Work instructions: Rename "sandwich" to "hot dog" throughout the material below and give it again with nothing else changed, leaving out the pictures.
————
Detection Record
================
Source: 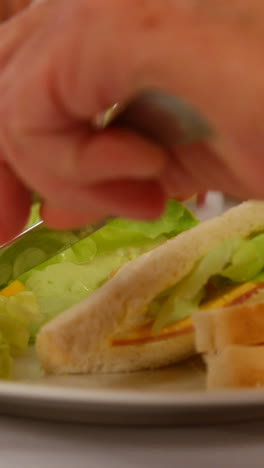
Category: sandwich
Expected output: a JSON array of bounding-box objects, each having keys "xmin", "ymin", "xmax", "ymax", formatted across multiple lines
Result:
————
Exercise output:
Detection Record
================
Source: 
Category: hot dog
Expected output: a JSON array of bounding-box objects, each having keys "xmin", "ymin", "xmax", "ymax", formatted across multiple lines
Result:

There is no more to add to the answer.